_EXERCISE PROMPT_
Examine each line of the listing below. Copy those in which the string "cloud" appears.

####

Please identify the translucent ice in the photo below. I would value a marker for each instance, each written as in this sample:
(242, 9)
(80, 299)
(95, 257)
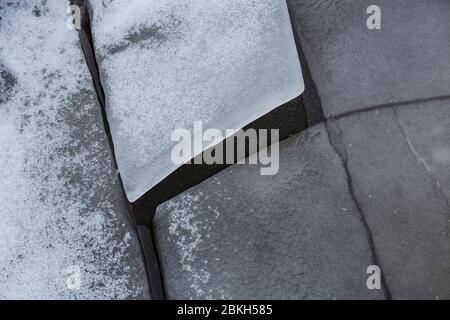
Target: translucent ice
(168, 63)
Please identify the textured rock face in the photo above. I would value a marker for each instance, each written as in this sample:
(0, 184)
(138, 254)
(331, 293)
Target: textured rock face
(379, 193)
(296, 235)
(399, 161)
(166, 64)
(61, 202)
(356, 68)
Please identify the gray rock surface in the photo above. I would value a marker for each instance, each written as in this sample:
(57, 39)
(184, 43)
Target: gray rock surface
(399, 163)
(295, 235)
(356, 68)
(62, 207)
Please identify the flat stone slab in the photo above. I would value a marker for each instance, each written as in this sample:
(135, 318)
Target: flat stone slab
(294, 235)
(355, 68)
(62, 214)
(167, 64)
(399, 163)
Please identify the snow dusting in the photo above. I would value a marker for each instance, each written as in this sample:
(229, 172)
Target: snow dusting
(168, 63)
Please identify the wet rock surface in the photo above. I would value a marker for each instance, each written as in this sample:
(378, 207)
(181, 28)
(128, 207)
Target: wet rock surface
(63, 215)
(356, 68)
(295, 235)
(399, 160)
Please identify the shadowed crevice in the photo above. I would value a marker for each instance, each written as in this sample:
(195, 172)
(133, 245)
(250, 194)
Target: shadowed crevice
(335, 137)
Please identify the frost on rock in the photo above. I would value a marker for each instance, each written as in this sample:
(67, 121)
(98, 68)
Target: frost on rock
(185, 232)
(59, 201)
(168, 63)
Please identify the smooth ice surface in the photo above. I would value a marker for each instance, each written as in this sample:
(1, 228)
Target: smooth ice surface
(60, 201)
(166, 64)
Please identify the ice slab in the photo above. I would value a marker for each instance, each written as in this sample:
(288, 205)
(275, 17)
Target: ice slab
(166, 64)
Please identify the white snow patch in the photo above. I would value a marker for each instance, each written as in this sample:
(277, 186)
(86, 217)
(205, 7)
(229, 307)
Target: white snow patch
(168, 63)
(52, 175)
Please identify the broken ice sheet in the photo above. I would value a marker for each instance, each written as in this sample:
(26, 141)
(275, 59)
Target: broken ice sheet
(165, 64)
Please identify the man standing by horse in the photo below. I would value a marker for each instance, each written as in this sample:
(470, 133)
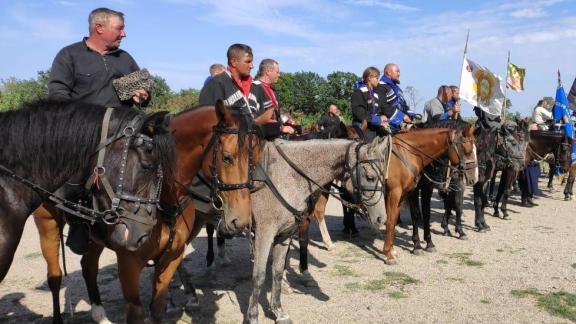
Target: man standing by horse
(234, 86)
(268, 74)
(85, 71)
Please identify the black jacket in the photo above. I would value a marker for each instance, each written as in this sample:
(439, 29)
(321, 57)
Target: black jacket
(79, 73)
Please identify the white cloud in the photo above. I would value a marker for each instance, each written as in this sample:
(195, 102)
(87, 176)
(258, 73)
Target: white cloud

####

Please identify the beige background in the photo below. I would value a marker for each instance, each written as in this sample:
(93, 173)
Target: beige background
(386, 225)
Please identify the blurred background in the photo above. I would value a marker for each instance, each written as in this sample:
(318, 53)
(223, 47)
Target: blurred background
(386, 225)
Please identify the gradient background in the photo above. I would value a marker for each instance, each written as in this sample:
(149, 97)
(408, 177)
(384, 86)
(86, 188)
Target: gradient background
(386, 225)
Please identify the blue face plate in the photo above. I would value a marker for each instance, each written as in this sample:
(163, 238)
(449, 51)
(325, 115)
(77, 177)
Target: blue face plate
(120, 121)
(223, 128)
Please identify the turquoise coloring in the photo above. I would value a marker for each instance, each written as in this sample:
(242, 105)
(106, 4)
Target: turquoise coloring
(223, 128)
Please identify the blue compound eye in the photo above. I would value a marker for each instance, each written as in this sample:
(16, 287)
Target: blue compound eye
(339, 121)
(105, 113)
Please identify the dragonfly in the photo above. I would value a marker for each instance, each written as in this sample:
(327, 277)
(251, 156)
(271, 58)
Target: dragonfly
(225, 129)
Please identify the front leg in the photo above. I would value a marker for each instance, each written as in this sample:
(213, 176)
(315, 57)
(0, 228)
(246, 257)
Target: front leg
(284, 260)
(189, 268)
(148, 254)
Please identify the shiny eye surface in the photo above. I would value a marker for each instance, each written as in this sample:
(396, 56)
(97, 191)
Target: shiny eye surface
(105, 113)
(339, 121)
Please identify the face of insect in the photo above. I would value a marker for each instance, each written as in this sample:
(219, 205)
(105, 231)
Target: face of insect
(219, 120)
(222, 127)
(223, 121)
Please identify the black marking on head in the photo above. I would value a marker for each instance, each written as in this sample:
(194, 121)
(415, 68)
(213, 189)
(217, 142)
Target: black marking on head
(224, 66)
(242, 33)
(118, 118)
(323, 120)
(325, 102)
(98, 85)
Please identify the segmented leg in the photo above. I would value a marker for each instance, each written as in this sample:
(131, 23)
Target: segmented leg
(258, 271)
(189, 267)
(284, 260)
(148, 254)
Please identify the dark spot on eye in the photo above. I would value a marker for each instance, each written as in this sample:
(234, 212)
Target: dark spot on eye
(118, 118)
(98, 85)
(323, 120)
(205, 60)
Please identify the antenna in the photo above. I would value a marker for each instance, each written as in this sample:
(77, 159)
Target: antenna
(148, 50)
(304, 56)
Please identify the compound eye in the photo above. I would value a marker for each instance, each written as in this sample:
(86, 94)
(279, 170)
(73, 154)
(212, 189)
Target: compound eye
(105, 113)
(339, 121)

####

_ANSWER FOR THE TASK_
Please identify the white cloud in the photo above. I would value a marker for each instance, each written as in this sample:
Target: white cloud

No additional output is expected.